**EXERCISE BRIEF**. Extract the full listing verbatim and drop any pictures from your copy.

**Data entries**.

--------------------------------------------------

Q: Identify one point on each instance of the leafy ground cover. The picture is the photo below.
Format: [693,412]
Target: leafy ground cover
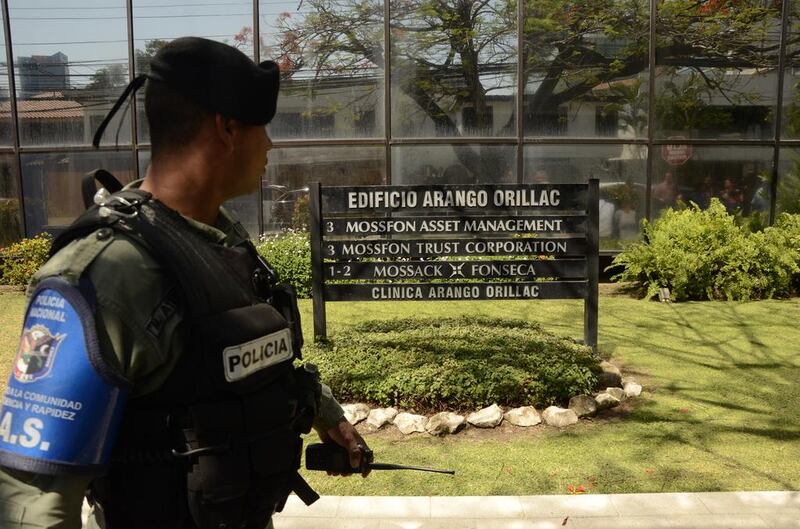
[459,364]
[719,411]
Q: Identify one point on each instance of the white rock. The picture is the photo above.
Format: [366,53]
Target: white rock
[524,416]
[559,417]
[617,393]
[632,389]
[583,405]
[355,413]
[409,423]
[606,401]
[381,416]
[488,417]
[445,422]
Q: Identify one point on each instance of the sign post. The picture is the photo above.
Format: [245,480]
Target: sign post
[455,242]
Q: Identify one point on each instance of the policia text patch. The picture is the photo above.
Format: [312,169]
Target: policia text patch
[243,360]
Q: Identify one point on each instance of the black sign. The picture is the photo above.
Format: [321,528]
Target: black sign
[384,234]
[456,291]
[351,249]
[367,226]
[497,197]
[448,270]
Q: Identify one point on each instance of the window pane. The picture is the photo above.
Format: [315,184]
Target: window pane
[6,137]
[788,198]
[291,170]
[737,176]
[156,23]
[586,68]
[10,227]
[454,68]
[622,171]
[71,64]
[716,69]
[453,164]
[244,209]
[51,185]
[331,57]
[791,83]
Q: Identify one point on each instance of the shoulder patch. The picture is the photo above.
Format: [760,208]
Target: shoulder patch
[62,405]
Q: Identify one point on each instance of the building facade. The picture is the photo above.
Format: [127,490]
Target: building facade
[665,101]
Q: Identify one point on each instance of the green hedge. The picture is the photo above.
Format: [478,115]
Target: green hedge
[453,363]
[20,260]
[704,254]
[289,253]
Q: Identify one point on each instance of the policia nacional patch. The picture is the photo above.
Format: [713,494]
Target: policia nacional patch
[63,404]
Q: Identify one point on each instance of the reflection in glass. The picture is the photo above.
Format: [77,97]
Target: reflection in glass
[244,209]
[6,137]
[291,170]
[10,227]
[621,170]
[331,57]
[716,69]
[453,164]
[737,176]
[454,68]
[71,64]
[788,197]
[586,67]
[157,23]
[51,185]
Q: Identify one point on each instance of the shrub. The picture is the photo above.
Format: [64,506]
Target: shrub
[453,363]
[703,254]
[22,259]
[289,253]
[300,213]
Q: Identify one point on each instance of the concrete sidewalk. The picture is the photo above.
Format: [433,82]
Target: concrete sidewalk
[707,510]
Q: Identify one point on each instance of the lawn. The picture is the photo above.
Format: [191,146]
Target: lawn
[719,410]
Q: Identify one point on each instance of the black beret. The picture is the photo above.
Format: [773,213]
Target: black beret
[219,78]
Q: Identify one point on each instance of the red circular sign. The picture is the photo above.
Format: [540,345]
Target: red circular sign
[676,154]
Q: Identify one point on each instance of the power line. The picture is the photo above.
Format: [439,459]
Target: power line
[137,6]
[13,18]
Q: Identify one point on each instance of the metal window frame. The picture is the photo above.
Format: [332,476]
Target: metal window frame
[387,140]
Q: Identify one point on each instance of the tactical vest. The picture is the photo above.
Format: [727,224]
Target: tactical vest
[218,446]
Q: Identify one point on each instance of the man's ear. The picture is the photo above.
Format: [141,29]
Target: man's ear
[225,130]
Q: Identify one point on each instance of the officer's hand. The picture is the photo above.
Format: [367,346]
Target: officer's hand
[344,434]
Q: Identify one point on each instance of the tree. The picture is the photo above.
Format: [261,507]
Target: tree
[451,54]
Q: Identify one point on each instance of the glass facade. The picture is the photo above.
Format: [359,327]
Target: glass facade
[665,101]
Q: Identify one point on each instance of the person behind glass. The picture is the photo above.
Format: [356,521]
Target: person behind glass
[731,197]
[703,196]
[625,220]
[540,177]
[665,193]
[170,407]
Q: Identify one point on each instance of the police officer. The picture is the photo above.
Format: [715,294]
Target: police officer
[155,371]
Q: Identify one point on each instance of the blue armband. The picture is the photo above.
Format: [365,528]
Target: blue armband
[63,404]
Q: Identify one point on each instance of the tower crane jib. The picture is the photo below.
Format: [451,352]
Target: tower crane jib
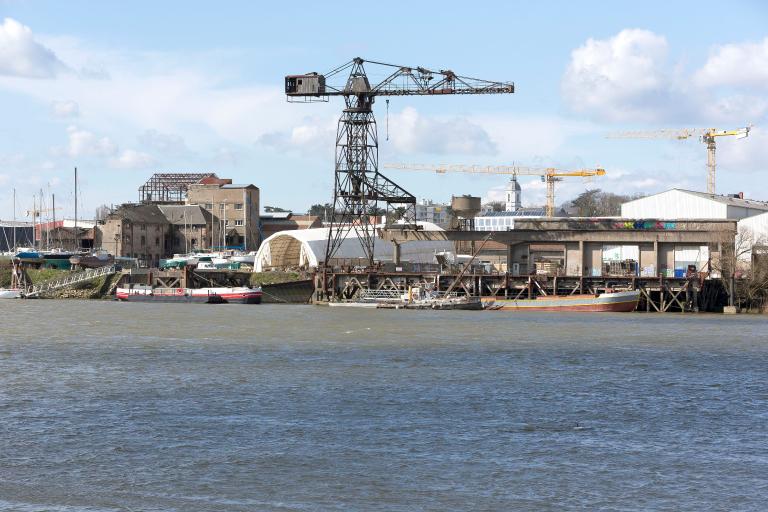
[549,175]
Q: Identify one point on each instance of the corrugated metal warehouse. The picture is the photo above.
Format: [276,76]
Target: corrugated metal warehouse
[686,204]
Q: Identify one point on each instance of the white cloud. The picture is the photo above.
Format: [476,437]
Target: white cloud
[627,78]
[131,159]
[65,109]
[617,78]
[411,132]
[312,136]
[744,64]
[22,56]
[164,143]
[85,143]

--------------------------------------------------

**SOLUTION FOR THIS TASK**.
Q: Identify one point on each instance of the leafy ground cover. The picture is the photo below.
Format: [693,412]
Target: leafy ground cover
[459,364]
[719,411]
Q: Identify one point on each instance of the white rock. The picture is the photo above.
Format: [366,53]
Target: white rock
[524,416]
[559,417]
[617,393]
[632,389]
[583,405]
[355,413]
[409,423]
[606,401]
[381,416]
[488,417]
[445,422]
Q: Identify one point on each instance of the sign post. The picture is the photo above.
Format: [245,480]
Target: sign post
[455,242]
Q: Identify one point on each instance of the policia text patch. The picture is the photo above.
Format: [312,169]
Target: policia text patch
[243,360]
Q: Identify one point on each instance of the black sign. The picture is the photo above.
Format: [321,528]
Target: black sign
[384,234]
[456,291]
[351,249]
[367,226]
[497,197]
[448,270]
Q: Identify one point on each instance of the window pane. The picture is the photo above.
Format: [315,184]
Target: window pane
[6,137]
[788,198]
[291,170]
[737,176]
[156,23]
[586,68]
[10,227]
[454,68]
[622,171]
[71,64]
[716,69]
[453,164]
[244,209]
[51,185]
[331,57]
[791,83]
Q: Identify one point on each instance of the shoulder patch. The picture is the photo above.
Format: [760,208]
Target: shoulder patch
[62,405]
Q: Identify one point on each instance of the building facade. The picture is the photo above.
Format: [127,490]
Target: building facade
[665,101]
Q: Identify one point on each instance of the green hedge. The picture is the photo above.
Format: [478,115]
Target: green hedge
[453,363]
[20,260]
[704,254]
[289,253]
Q: Identify one point on each instance of the policia nacional patch. The picture is the photo above.
Format: [713,494]
Target: policia nacional patch
[63,404]
Q: Identify one point on each instance of the reflection in glass. The picture is the photo above.
Format: [77,97]
Target: reflection in glass
[244,209]
[6,137]
[291,170]
[10,227]
[621,170]
[331,57]
[716,69]
[453,164]
[737,176]
[454,68]
[71,64]
[788,197]
[586,67]
[157,23]
[51,185]
Q: Identify one point on each instance of the shrub. The picture is the photo above.
Format: [64,506]
Target: shrub
[453,363]
[703,254]
[22,259]
[289,253]
[300,213]
Q: Identify one point on each instance of the concrete sidewalk. The picture is the photo above.
Format: [433,82]
Target: concrete sidewalk
[707,510]
Q: Identify one point on each instance of the lawn. The picture is the photo above.
Format: [191,146]
Target: lawn
[719,410]
Q: Identify one point on each instance of the black beret. The picture is the photo above.
Format: [773,213]
Target: black beret
[219,78]
Q: Identify one point on each instance of the red circular sign. The picture is the photo above.
Format: [540,345]
Target: red circular sign
[676,154]
Q: Identify one point on each instance of the power line. The picture is the photo above.
Format: [439,459]
Target: power line
[137,6]
[13,18]
Q: Identify one point on each instance of the metal window frame. The picture is the photo above.
Format: [332,476]
Target: metal window frame
[387,140]
Q: Identify one point on each instance of the tactical vest. The picture is the photo above.
Format: [727,224]
Target: tactical vest
[218,446]
Q: Identify one point on each instance of the man's ear. The picture is the photo above.
Format: [141,29]
Target: man's ear
[225,130]
Q: Identify one point on each instance of the officer's hand. The picture is the photo above.
Format: [367,346]
Target: officer's hand
[344,434]
Q: Identify one point on each instance of the tree. The picture is the photo above.
Format: [261,507]
Target: tree
[451,54]
Q: Identify one point on each instance of the glass facade. The picture is the photo above.
Format: [359,327]
Target: glass facade
[665,101]
Q: Identify one point on each instance of the person behind glass. The picture is the photo above.
Format: [356,521]
Target: person behind glass
[731,197]
[703,196]
[625,220]
[540,177]
[665,193]
[170,407]
Q: Identify one point on each instance of the police officer. The picture is the photo above.
Format: [715,294]
Target: police officer
[155,371]
Q: Identify one point on each instance of the blue armband. The picture is the photo above.
Format: [365,528]
Target: blue armband
[63,404]
Q: Identify one point on each instance of the tower crane jib. The picture is the photo below.
Format: [451,352]
Target: tower crane jib
[549,175]
Q: Identify one point on each instance of the corrugated metal warehouse. The picture is the photo above.
Format: [276,76]
Target: corrugated metal warehouse
[686,204]
Q: Identify one point on each instance of the white cloud. The picture is the photo above.
Format: [476,437]
Target: white cloud
[627,78]
[131,159]
[65,109]
[617,78]
[411,132]
[312,136]
[744,64]
[22,56]
[164,143]
[85,143]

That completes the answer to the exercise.